(Beginning of Dataset)
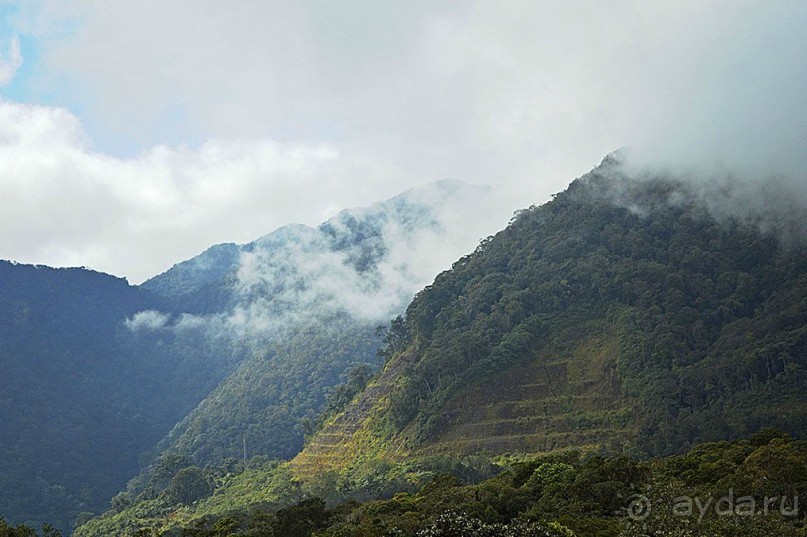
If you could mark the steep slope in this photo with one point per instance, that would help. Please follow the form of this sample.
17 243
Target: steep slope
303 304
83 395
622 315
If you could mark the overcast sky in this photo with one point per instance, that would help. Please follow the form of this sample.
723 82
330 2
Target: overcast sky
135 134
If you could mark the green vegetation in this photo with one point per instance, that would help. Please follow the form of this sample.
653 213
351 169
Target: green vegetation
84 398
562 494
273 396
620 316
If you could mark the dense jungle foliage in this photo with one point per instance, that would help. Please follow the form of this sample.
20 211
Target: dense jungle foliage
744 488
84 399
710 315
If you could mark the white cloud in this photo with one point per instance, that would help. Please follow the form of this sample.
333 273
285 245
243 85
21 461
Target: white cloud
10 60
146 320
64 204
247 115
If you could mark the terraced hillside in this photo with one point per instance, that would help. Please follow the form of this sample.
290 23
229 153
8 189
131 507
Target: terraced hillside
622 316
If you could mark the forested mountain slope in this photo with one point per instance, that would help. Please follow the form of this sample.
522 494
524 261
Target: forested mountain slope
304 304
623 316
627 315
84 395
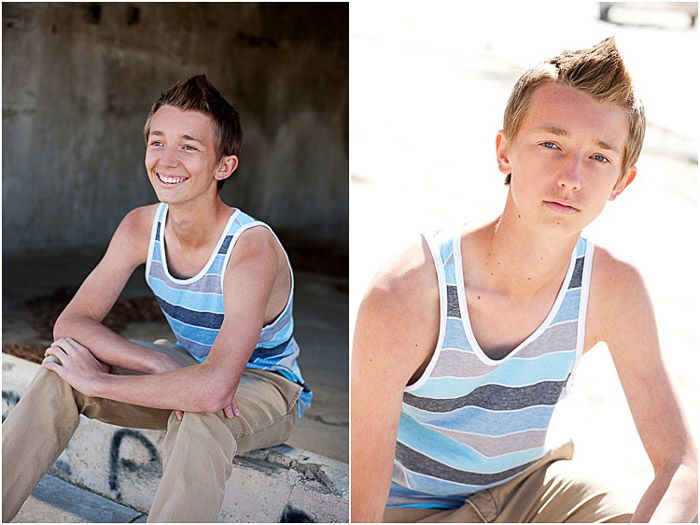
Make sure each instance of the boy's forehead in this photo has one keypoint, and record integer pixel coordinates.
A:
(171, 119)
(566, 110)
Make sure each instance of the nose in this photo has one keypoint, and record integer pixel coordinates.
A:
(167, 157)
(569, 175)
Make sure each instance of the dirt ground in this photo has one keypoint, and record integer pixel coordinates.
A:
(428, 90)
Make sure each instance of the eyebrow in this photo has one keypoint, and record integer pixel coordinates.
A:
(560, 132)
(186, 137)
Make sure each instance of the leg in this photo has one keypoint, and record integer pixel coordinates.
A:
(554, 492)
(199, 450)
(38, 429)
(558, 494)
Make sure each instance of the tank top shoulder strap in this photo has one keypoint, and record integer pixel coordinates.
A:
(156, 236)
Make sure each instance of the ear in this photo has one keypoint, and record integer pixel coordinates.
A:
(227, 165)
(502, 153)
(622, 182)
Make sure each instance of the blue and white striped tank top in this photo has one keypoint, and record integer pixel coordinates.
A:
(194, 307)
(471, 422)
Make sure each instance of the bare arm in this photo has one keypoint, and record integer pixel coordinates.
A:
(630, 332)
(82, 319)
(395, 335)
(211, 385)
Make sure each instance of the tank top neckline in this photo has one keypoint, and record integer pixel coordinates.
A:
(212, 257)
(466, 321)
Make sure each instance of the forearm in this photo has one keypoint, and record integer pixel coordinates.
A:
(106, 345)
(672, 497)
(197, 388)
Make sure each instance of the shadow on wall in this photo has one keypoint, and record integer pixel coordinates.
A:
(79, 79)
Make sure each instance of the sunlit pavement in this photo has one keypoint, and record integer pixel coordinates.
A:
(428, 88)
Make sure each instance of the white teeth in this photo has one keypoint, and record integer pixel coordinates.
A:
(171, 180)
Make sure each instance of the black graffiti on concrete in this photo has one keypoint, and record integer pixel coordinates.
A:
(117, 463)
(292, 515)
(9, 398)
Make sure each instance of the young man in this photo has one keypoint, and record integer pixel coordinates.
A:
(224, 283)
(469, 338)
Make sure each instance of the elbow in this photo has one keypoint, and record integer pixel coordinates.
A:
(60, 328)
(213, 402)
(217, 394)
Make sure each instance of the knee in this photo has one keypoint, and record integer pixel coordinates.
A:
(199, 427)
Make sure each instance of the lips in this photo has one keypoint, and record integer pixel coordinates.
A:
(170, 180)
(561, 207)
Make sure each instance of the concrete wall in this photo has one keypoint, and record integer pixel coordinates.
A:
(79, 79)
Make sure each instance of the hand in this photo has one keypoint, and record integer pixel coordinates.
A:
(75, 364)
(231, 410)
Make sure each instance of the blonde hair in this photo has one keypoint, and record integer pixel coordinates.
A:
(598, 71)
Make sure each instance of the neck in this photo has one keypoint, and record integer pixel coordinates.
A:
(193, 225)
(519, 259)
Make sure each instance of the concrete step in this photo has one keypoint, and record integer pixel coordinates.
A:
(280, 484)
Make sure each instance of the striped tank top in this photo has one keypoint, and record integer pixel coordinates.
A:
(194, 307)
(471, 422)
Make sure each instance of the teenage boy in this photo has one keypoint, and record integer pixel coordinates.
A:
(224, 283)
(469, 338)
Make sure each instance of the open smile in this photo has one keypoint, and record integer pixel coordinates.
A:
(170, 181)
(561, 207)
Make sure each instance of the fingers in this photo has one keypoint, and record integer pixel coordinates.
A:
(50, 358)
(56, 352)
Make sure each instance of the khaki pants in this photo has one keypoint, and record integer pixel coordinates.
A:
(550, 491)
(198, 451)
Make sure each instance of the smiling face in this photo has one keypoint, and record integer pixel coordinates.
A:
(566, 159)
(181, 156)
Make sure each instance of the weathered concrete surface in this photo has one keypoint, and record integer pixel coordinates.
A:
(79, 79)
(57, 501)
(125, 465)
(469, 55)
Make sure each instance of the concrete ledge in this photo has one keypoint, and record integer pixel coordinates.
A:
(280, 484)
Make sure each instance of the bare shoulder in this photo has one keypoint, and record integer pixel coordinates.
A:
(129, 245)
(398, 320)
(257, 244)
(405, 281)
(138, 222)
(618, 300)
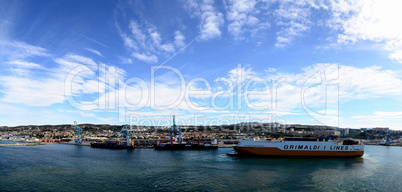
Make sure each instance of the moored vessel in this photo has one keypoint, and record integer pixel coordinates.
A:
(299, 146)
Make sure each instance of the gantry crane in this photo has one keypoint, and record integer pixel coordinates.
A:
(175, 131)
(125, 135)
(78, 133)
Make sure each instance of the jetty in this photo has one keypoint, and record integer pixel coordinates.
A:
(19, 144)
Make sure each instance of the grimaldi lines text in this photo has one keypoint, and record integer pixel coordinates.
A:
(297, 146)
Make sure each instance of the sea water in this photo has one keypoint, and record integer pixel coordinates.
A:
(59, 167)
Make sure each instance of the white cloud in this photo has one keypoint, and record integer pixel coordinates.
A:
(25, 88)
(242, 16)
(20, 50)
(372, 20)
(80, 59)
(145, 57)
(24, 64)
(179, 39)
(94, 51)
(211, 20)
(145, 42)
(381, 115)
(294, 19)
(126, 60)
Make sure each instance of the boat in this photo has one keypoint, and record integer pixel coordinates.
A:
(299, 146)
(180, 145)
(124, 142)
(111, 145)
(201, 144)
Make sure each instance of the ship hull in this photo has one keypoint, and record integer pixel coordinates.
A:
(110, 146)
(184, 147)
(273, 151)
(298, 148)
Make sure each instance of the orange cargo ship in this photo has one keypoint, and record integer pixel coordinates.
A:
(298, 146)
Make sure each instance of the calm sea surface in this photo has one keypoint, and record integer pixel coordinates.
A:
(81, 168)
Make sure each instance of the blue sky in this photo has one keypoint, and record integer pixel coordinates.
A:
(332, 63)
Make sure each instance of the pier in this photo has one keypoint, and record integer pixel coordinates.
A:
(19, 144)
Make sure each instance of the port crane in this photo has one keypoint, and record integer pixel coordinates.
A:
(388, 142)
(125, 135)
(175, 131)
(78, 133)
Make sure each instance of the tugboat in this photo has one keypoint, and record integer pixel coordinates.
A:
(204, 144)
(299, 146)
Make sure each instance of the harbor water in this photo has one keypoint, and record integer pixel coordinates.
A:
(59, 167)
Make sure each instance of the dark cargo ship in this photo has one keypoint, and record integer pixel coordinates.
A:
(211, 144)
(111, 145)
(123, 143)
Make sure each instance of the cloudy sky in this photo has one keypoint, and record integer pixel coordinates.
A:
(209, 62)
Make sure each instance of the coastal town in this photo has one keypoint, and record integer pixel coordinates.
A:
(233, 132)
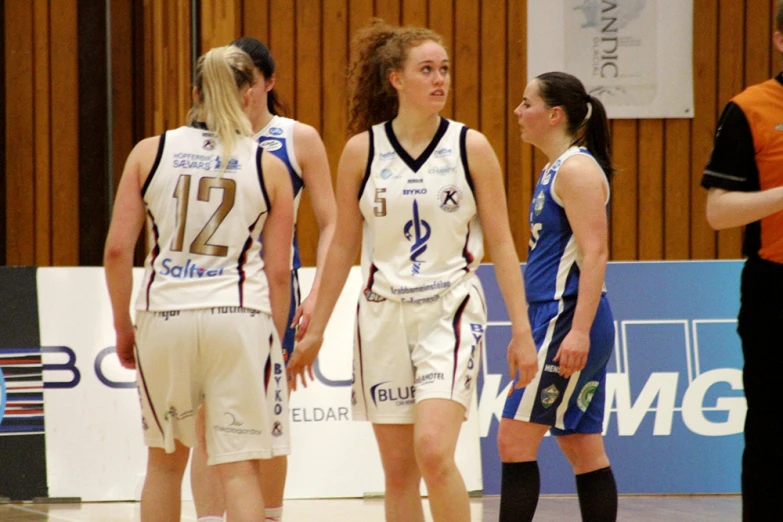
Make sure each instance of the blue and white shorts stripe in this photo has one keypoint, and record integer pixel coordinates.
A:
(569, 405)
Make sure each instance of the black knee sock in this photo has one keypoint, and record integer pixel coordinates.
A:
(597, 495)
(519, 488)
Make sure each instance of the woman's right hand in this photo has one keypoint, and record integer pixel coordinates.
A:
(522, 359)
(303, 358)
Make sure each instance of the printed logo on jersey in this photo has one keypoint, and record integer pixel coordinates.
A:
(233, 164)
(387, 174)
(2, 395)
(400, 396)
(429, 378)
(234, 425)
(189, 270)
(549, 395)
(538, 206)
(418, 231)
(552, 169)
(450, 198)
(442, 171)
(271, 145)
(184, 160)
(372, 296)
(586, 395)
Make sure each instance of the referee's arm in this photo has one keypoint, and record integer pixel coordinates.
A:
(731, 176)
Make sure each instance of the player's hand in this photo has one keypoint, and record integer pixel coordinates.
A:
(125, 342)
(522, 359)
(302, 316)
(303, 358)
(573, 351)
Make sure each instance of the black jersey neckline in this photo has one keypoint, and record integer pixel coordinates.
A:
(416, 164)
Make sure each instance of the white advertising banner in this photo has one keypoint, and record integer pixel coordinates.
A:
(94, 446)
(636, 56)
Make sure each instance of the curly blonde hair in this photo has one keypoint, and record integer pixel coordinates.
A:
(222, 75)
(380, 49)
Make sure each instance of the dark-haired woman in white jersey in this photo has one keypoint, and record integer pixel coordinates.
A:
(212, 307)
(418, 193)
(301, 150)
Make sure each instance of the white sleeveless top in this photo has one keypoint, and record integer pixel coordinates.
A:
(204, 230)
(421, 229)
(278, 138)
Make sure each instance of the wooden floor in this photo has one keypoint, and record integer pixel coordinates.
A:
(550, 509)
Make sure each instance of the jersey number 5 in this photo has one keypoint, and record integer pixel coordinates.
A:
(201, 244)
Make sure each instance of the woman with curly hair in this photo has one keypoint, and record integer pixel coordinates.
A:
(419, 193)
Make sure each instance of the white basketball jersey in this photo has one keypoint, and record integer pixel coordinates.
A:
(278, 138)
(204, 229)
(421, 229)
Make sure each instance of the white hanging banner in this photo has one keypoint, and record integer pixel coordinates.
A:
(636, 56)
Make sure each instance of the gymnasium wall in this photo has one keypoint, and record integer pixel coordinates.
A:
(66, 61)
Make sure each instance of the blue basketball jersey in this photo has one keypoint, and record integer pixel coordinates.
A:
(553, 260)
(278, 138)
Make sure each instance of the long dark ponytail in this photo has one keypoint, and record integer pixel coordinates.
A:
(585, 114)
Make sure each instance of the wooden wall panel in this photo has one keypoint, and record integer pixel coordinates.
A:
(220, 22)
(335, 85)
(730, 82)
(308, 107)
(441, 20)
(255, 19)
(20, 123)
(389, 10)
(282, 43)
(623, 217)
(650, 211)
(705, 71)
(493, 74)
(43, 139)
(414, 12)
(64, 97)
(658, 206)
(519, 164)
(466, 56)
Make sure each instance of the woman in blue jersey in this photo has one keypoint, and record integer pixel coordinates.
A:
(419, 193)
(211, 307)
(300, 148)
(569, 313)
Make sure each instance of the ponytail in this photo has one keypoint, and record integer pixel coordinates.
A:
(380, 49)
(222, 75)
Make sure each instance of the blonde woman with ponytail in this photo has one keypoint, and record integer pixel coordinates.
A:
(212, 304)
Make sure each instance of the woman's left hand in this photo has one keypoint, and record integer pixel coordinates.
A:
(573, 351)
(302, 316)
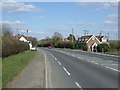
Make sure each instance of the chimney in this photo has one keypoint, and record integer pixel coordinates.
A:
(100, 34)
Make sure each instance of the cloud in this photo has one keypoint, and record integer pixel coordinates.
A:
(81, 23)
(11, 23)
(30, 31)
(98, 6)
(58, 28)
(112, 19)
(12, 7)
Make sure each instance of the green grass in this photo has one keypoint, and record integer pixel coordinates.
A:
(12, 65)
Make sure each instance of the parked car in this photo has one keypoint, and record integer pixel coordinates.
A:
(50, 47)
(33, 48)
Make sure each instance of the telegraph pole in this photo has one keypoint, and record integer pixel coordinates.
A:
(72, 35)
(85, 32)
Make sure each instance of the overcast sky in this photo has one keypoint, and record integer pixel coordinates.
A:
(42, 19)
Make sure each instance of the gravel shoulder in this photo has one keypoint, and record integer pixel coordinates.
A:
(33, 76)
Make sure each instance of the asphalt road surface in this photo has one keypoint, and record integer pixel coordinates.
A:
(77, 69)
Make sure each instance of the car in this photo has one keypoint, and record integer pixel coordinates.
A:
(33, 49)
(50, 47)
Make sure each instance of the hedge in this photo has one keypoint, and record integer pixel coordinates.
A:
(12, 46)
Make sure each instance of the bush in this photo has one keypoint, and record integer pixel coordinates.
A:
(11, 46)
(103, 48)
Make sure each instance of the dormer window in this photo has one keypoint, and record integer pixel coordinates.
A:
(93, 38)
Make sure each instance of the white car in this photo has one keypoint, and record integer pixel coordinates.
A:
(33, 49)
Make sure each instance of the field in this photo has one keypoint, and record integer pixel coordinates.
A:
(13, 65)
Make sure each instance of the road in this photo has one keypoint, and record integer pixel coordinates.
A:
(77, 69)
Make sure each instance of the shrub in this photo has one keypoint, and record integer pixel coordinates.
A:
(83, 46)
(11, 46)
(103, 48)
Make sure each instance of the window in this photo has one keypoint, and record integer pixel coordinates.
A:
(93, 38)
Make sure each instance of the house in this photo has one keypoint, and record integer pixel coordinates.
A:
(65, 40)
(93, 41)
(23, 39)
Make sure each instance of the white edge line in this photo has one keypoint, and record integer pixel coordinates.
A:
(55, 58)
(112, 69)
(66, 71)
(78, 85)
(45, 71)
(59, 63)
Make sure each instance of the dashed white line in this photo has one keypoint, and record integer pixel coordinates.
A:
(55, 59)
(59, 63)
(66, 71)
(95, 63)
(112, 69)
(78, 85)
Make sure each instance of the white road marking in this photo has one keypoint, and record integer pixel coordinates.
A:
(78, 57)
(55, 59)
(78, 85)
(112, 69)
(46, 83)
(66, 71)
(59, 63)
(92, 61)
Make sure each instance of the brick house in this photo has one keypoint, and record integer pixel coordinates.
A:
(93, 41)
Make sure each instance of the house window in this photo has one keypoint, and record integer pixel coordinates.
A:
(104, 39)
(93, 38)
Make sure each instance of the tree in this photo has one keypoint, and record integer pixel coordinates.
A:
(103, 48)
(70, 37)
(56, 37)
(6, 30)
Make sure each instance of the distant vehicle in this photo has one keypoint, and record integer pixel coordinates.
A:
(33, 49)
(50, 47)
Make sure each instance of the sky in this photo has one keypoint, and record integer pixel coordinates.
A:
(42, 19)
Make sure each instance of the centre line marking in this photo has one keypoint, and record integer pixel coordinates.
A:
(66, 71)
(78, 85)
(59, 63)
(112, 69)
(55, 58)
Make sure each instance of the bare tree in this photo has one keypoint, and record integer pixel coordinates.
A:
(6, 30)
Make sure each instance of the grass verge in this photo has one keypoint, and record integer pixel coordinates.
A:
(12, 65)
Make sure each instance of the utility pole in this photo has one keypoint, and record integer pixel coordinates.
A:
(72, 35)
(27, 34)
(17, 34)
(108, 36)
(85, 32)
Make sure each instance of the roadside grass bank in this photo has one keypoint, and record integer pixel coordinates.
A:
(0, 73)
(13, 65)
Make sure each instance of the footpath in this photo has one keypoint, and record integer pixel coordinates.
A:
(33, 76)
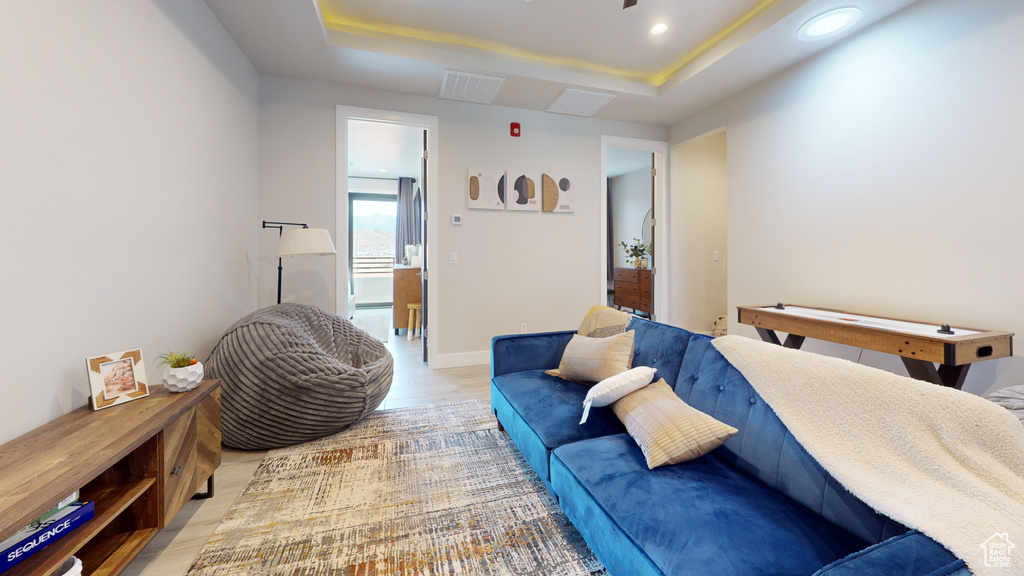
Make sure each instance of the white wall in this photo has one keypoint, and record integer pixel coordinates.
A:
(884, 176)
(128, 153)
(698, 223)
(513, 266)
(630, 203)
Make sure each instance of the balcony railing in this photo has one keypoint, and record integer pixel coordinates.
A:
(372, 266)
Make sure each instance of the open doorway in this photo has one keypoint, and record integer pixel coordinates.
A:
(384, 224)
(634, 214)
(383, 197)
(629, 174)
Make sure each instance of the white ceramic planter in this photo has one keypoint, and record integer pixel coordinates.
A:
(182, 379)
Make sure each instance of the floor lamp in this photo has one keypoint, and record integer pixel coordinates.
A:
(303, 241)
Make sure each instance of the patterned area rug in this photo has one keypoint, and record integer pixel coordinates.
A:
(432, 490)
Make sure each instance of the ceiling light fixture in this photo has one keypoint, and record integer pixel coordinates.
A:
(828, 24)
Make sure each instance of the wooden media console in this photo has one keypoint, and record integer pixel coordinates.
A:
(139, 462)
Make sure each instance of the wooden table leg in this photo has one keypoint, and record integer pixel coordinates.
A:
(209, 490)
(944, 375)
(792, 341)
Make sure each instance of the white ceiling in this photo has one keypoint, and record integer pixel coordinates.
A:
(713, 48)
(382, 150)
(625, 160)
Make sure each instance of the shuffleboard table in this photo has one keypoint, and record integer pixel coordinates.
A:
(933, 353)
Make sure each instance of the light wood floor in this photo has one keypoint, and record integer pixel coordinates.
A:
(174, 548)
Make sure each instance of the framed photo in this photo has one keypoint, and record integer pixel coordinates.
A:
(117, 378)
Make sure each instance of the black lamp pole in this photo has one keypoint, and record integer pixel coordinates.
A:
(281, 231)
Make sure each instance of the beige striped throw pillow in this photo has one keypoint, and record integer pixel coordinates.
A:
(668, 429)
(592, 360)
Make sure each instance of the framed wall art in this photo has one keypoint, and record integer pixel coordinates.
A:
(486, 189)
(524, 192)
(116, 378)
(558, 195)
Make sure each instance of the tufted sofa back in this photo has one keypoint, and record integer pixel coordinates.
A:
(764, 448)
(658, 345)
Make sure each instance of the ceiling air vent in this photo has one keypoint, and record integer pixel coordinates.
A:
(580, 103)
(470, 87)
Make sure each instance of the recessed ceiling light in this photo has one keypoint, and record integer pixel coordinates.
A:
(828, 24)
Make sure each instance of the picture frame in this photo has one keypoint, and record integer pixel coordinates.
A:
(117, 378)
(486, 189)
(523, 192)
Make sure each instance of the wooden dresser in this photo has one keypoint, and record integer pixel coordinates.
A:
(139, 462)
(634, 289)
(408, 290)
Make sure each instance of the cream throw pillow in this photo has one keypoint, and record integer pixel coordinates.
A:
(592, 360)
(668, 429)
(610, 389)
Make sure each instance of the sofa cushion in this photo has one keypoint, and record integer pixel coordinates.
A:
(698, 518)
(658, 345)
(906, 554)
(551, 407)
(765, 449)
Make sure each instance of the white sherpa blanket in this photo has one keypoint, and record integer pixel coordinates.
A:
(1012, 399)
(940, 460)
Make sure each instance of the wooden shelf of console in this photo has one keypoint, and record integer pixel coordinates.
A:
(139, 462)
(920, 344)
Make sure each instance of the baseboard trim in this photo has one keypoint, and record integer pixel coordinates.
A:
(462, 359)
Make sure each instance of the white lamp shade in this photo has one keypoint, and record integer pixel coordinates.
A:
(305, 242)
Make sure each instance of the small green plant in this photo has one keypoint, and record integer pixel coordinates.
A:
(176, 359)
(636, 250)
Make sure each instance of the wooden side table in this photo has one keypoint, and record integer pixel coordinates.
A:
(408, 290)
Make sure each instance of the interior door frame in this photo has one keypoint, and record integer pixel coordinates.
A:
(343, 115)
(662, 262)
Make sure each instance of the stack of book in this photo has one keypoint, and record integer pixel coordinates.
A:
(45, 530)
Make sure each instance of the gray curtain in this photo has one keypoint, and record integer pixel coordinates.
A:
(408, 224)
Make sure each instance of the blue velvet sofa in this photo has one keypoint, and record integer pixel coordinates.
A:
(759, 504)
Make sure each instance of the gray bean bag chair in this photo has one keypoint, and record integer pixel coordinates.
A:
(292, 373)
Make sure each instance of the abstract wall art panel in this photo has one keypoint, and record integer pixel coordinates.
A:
(End of Dataset)
Problem statement: How many lines in the entries contain the string "tree"? Give the number only.

Result of the task: 2